◆ TASK STATEMENT
Every record here needs to be written out again exactly.

◆ EXERCISE MATERIALS
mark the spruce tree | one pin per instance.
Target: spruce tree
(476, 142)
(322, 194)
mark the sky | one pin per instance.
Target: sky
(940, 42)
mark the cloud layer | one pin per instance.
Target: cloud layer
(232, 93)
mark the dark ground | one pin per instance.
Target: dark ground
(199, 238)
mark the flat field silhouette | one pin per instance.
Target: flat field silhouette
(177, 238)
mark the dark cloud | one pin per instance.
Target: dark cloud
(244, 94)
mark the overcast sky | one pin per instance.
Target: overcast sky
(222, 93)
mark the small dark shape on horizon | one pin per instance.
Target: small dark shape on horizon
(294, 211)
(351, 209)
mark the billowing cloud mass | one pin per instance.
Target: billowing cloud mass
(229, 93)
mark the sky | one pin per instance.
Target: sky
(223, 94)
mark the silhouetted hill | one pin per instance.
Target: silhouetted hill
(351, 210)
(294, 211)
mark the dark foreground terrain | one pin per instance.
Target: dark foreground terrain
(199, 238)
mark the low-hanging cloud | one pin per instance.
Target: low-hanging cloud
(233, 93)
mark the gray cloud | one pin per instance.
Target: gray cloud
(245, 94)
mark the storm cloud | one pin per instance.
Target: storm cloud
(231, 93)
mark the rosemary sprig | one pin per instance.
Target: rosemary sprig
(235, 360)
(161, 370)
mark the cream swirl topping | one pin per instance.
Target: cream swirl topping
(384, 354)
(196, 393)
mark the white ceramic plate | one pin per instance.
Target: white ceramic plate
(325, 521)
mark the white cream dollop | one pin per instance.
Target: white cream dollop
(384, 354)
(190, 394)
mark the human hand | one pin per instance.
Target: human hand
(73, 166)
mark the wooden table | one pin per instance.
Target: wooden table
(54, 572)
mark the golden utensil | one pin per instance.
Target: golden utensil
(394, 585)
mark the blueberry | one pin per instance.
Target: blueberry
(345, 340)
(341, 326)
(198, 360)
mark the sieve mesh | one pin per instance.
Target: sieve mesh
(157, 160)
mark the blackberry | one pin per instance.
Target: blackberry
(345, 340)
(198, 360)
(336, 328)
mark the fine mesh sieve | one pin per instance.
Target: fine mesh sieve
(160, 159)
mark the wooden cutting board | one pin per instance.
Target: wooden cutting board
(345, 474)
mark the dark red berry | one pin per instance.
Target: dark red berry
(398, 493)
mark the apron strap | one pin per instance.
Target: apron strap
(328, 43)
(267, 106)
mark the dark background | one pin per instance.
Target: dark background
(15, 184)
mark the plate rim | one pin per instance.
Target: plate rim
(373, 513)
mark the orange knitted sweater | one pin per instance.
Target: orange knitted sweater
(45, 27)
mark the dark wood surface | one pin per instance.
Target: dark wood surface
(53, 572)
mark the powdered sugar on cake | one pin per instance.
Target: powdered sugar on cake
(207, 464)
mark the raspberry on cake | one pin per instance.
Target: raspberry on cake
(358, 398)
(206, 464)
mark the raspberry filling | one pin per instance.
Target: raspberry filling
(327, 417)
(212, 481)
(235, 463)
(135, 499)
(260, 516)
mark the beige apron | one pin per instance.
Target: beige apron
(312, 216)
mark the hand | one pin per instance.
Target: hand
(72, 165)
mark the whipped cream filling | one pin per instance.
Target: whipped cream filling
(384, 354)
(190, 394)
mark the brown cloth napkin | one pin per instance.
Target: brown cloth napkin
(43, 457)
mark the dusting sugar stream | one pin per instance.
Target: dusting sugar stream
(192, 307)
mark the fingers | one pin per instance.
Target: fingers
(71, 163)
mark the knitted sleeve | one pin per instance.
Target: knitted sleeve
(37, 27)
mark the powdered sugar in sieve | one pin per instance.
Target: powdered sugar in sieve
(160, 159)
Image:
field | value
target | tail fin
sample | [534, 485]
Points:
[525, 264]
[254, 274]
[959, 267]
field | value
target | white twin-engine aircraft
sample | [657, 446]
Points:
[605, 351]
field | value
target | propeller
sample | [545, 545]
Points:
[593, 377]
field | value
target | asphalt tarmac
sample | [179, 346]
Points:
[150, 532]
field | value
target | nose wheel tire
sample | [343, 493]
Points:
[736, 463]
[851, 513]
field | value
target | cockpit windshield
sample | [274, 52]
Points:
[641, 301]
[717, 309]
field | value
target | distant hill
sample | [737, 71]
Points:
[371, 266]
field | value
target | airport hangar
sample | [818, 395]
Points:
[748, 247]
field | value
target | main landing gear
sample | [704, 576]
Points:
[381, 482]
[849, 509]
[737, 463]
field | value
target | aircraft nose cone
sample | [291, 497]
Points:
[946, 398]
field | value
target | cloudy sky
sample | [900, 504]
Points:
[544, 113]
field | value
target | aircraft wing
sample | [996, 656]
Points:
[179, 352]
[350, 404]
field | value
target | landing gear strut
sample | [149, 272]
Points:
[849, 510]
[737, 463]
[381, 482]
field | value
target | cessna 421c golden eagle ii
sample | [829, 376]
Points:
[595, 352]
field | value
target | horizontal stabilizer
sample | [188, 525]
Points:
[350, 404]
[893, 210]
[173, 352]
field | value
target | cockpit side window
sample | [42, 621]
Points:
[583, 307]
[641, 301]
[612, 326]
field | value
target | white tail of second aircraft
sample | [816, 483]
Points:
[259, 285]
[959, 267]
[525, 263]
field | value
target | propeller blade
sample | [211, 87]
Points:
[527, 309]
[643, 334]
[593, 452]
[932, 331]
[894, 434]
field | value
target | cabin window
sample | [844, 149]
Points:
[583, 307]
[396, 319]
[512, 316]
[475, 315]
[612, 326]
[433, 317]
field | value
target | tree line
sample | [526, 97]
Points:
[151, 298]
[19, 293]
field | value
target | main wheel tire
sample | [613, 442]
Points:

◆ TASK OUTPUT
mark the spruce tree | one pin per instance.
Target: spruce tree
(476, 142)
(322, 194)
mark the sky | one pin per instance.
Target: sky
(940, 42)
mark the cloud layer | one pin per instance.
Target: cloud layer
(232, 93)
mark the dark ground | one pin per instance.
Target: dark ground
(199, 238)
mark the flat field silhouette | one pin per instance.
Target: flat field silhouette
(177, 238)
mark the dark cloud | one pin per instance.
Target: dark cloud
(244, 94)
mark the overcast sky | one pin per instance.
Target: overcast sky
(222, 93)
mark the small dark shape on horizon | one pin per instance.
Target: small dark shape on horizon
(294, 211)
(351, 209)
mark the billowing cloud mass | one pin per instance.
Target: billowing cloud mass
(229, 93)
mark the sky | one pin per instance.
Target: sky
(223, 94)
mark the silhouetted hill | one pin per instance.
Target: silhouetted hill
(351, 210)
(294, 211)
mark the dark foreground terrain | one pin per instance.
Target: dark foreground terrain
(199, 238)
mark the low-hanging cloud | one pin per instance.
Target: low-hanging cloud
(233, 93)
mark the gray cloud | one pin per instance.
Target: gray cloud
(245, 94)
mark the storm cloud | one pin per instance.
Target: storm cloud
(231, 93)
mark the rosemary sprig | one pin per instance.
Target: rosemary sprig
(235, 360)
(161, 370)
mark the cream swirl topping | one pin per instance.
Target: cream swirl topping
(384, 354)
(196, 393)
mark the white ceramic plate | one pin per instance.
Target: white ceramic plate
(325, 521)
mark the white cream dollop | one pin per instance.
Target: white cream dollop
(384, 354)
(190, 394)
mark the human hand | one pin per instance.
Target: human hand
(73, 166)
mark the wooden table | one pin per instance.
Target: wooden table
(54, 572)
mark the golden utensil | one pin per instance.
Target: golden utensil
(394, 585)
mark the blueberry | one pin per instance.
Target: blueberry
(345, 340)
(341, 326)
(198, 360)
mark the sieve mesh | one pin per instance.
Target: sieve mesh
(157, 160)
mark the blackberry | one pin per instance.
Target: blackberry
(345, 340)
(198, 360)
(336, 328)
mark the fine mesh sieve | one pin per instance.
Target: fine mesh sieve
(160, 159)
mark the wooden cutting board | one pin per instance.
Target: wooden cutting board
(345, 474)
mark the dark red berry | one pin per instance.
Target: dark red berry
(398, 493)
mark the apron strap | one pin per instance.
Target: apron strap
(328, 43)
(267, 106)
mark the dark background | one pin per instance.
Target: dark background
(15, 184)
mark the plate rim | one pin per instance.
Target: plate rim
(373, 513)
mark the orange knitted sweater | one pin per instance.
Target: orange knitted sweater
(45, 27)
mark the dark wood surface | one pin per instance.
Target: dark wood surface
(53, 572)
mark the powdered sugar on cake | one pin per instance.
Target: powdered sugar on cake
(207, 464)
mark the raspberry on cake | one pin per instance.
Target: raspberry on cake
(358, 398)
(206, 464)
mark the raspberry filling | one pin per instance.
Target: raspberry filling
(327, 417)
(212, 481)
(235, 463)
(135, 499)
(260, 516)
mark the beige apron | one pin per instance.
Target: beige apron
(312, 216)
mark the hand | one pin per instance.
Target: hand
(72, 165)
mark the whipped cream filling | one pin per instance.
Target: whipped cream filling
(384, 354)
(190, 394)
mark the brown cloth napkin | one pin per instance.
Target: brown cloth napkin
(43, 457)
mark the dusting sugar stream | one pin per instance.
Target: dusting sugar stream
(192, 307)
mark the fingers | one pin per instance.
Target: fingers
(71, 163)
mark the knitted sleeve | one pin per instance.
Target: knitted sleeve
(37, 27)
mark the powdered sugar in sieve | one pin per instance.
Target: powdered sugar in sieve
(160, 159)
Image:
field | value
target | tail fin
sample | [534, 485]
Points:
[525, 264]
[254, 274]
[959, 267]
field | value
target | white twin-engine aircraft
sample | [657, 446]
Points:
[605, 351]
field | value
target | propeller
sample | [545, 545]
Points:
[593, 377]
field | value
target | asphalt tarmac
sample | [179, 346]
Points:
[150, 532]
field | value
target | nose wheel tire
sample | [343, 493]
Points:
[736, 463]
[851, 513]
field | value
target | cockpit windshield
sample | [274, 52]
Points:
[641, 301]
[717, 309]
field | value
target | distant hill
sample | [737, 71]
Points:
[371, 266]
field | value
target | airport hangar
sample | [818, 395]
Points:
[748, 247]
field | value
target | main landing gear
sample | [704, 576]
Points:
[381, 482]
[849, 509]
[737, 463]
field | value
target | aircraft nose cone
sample | [291, 497]
Points:
[946, 398]
field | value
target | cloudy sky
sample | [900, 504]
Points:
[544, 113]
field | value
target | aircraft wing
sample | [996, 656]
Points:
[179, 352]
[350, 404]
field | value
target | landing gear strut
sample | [149, 272]
Points:
[849, 510]
[737, 463]
[381, 482]
field | value
target | cessna 421c golden eagle ii
sample | [829, 376]
Points:
[595, 352]
field | value
target | horizontal stabilizer
sample | [188, 525]
Points:
[350, 404]
[893, 210]
[173, 352]
field | value
target | cockpit side window
sample | [42, 621]
Points:
[583, 307]
[641, 301]
[612, 326]
field | value
target | white tail of second aircraft
sample | [816, 483]
Points:
[259, 285]
[959, 267]
[525, 263]
field | value
target | propeller blade
sample | [211, 87]
Points:
[527, 309]
[643, 334]
[593, 452]
[932, 331]
[894, 434]
field | value
target | cabin window
sample | [844, 149]
Points:
[583, 307]
[396, 319]
[512, 316]
[475, 315]
[612, 326]
[433, 317]
field | value
target | tree line
sample | [526, 97]
Points:
[151, 298]
[19, 293]
field | value
target | main wheel tire
sample | [613, 442]
Points:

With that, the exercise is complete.